TASKS AND EXERCISES
1. Please quote the passage on the sexual market word for word, between "The great majority" and "100. Bet on it.", inclusive.
2. Write what comes next in the passage on the sexual market, starting after its final sentence.

PASSAGE

<<<<

Attracts girls in the 6-8 range, doesn’t need to turn off lights to enjoy sex, once got a BJ in an alley, his half-Asian girlfriend will cry if he proposes to her, has accumulated 5-15 partners (plus one very pretty boy).
If Wilkinson scores high on psychosocial dominance and sexual prowess, he would bump up to a lesser alpha. Rarefied company indeed, Will! As it stands, his ineffectual bloviating about relationship exactness and complementarity to the contrary notwithstanding, Will perfectly obeyed the biomechanical law of the sexual market and cashed in his market value chips for a cute, slender chick who ranks about a 7.5 on the female dating market value scale (10 being Monica Bellucci in her prime).
Of course, Wilkinson, like most purveyors of palatable lies, does not believe in game, or even in the primacy of the sexual market (his type are liable to sneer “reductionist!” whenever confronted with the reality of humanity’s base animal nature and their enslavement to it). Why, if only the entire left hand side of the male curve would just get a grad degree and an enlightened attitude toward women, they too could enjoy the fruits of cute half-Asian girls!
The great majority of men are not genetically capable of getting grad school degrees, but they are capable of learning some rudimentary game. Concepts like negs, social proof, qualfication, compliance, and body language. And in the winner-take-all seduction sweepstakes, all else equal, an uneducated man wielding tight game will beat a game-eschewing educated man waving a diploma 99 times out of 100. Bet on it.

>>>>

Saved entries
<<<<

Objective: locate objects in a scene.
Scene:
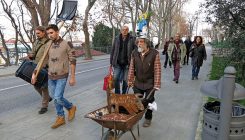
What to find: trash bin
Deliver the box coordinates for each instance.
[202,101,245,140]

>>>>

ANSWERS TO THE TASKS
1.
The great majority of men are not genetically capable of getting grad school degrees, but they are capable of learning some rudimentary game. Concepts like negs, social proof, qualfication, compliance, and body language. And in the winner-take-all seduction sweepstakes, all else equal, an uneducated man wielding tight game will beat a game-eschewing educated man waving a diploma 99 times out of 100. Bet on it.

2.
Again, using the example of Will Wilkinson I outlined above, we can roughly deduce what a man of his market value — greater beta — can accomplish with knowledge of game and assiduous application of it in the field. If Will is willing to shed his preconceptions and start reading up on all the free seduction material now available on the internet, plus find himself a mentor who could correct him when he fucks up in set, he could enjoy a lifestyle that includes dating and fucking girls even younger and cuter than his current girlfriend, and put off marriage indefinitely for the same benefits found within long term loving relationships with girls who, because they are so enamored of him, won’t pressure him for an expensive princess wedding.
Game is not a skeleton key that will open every locked pussy. It, like most human improvement projects, has its limitations; a 5′ 2″ ugly, dull, 60 year old factory line worker living in a rancid basement hovel is not going to go from celibacy to boffing supermodels no matter how advanced his game. But game’s limitations are much farther out than most men realize. That ugly, short, boring old guy won’t bang supermodels with game, but he will discover a world of fuckathon fun among 45 year old divorcees of mediocre attractiveness.
As game, or in weightier parlance, psychosocial dominance, sits at the pinnacle of male character traits that women find attractive, a man will get more bang for his social investment buck by learning game than he would by working hard at improving himself on more conventional metrics such as career advancement, wealth generation, educational attainment, or material acquisition. He should do all those things to the best of his ability, of course, but if he could only choose one path to pussy, I would counsel him to learn the science of seduction. A grad school degree requires an additional 6-7 years of commitment after high school plus crushing debt; career advancement requires years of kissing ass and working late; wealth generation requires a lifetime of prudent financial management; material acquisitions require hard-earned money and their effectiveness at attracting and keeping pussy is questionable.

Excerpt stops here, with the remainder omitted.